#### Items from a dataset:
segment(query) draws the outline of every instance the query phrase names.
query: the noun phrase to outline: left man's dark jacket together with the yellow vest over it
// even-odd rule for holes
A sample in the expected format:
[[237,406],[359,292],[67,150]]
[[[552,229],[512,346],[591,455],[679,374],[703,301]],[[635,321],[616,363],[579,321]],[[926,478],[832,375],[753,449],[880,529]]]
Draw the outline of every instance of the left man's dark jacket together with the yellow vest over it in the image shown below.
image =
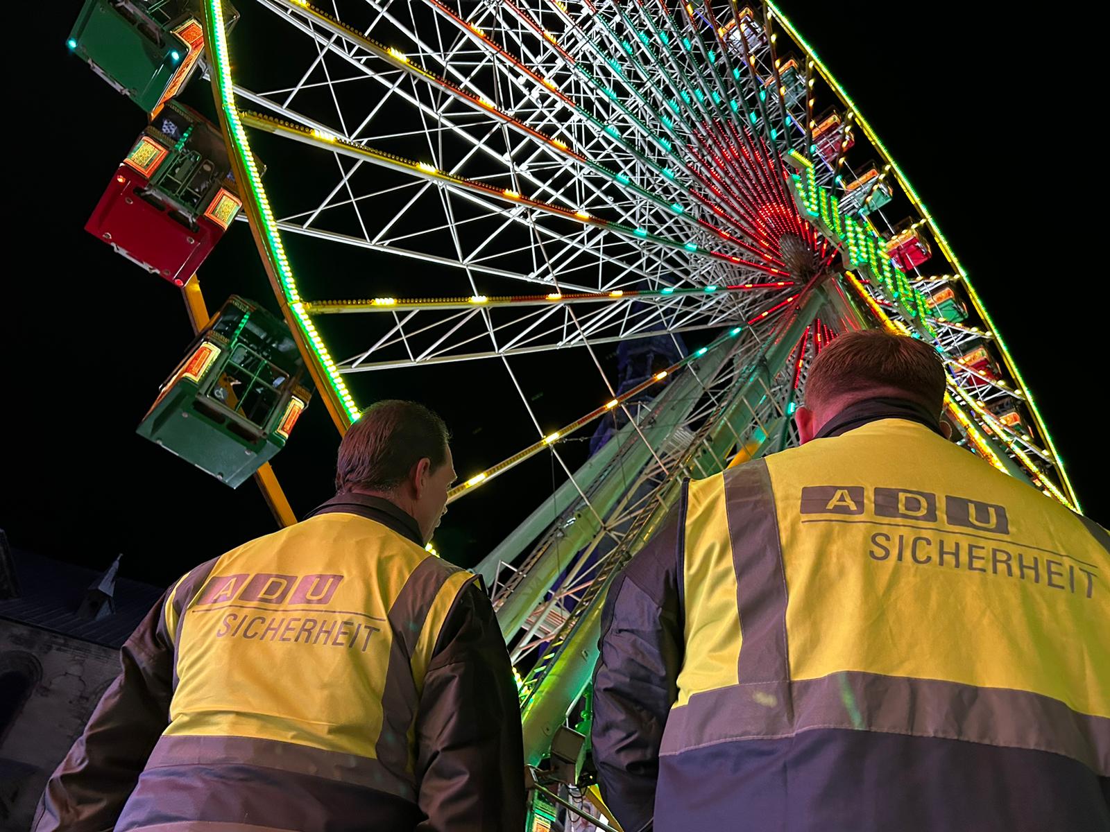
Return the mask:
[[339,495],[199,566],[121,658],[36,832],[523,828],[490,601],[386,500]]

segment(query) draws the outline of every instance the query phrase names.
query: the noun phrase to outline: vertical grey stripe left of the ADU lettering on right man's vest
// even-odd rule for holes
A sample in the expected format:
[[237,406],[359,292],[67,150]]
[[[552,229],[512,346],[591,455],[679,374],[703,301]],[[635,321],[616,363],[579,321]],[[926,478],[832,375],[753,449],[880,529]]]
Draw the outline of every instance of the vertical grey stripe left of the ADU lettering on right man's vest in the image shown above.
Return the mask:
[[729,468],[724,483],[740,616],[737,678],[748,683],[785,681],[790,678],[786,575],[767,463],[758,459]]

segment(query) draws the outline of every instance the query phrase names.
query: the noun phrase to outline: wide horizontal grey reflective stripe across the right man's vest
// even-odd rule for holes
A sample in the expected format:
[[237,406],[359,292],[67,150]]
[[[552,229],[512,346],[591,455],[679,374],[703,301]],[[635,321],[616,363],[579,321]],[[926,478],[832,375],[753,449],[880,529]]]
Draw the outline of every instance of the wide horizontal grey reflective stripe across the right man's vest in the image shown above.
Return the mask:
[[670,711],[659,753],[821,728],[1050,751],[1110,777],[1110,719],[1029,691],[856,671],[695,693]]

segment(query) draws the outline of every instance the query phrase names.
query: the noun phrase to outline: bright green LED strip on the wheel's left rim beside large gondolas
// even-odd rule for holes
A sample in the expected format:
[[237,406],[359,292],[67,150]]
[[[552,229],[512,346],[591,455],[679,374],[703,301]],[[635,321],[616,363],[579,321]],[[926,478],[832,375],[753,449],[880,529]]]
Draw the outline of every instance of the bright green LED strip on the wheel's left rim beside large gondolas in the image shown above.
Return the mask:
[[262,186],[262,177],[254,163],[254,154],[251,152],[250,142],[246,139],[246,131],[239,118],[239,109],[235,106],[234,94],[232,92],[231,80],[231,57],[228,51],[228,39],[223,28],[223,3],[221,0],[209,0],[208,16],[205,20],[205,34],[209,38],[211,49],[209,54],[215,65],[213,83],[219,91],[219,102],[226,119],[226,138],[231,152],[238,155],[242,169],[246,172],[246,182],[240,184],[244,191],[244,199],[250,199],[255,209],[255,215],[261,220],[263,232],[259,239],[264,242],[265,254],[274,272],[278,274],[285,303],[293,313],[304,336],[311,354],[316,358],[319,366],[323,369],[323,376],[331,386],[330,390],[324,390],[325,395],[331,394],[346,417],[346,423],[356,422],[360,416],[359,406],[355,404],[351,392],[343,382],[335,363],[324,346],[324,341],[316,332],[315,324],[309,317],[301,301],[301,295],[296,290],[296,281],[293,276],[293,267],[285,255],[285,247],[281,242],[281,234],[274,221],[273,212],[270,210],[270,202],[266,199],[265,190]]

#### TO DO:
Check every line of the data, and copy the ones that contain "horizontal".

#### REPLY TO THE EXERCISE:
query: the noun phrase to outline: wide horizontal grey reflective stripe across the right man's vest
Draw the outline of every instance of the wide horizontal grey reflective stripe across the right man's vest in the image shown above.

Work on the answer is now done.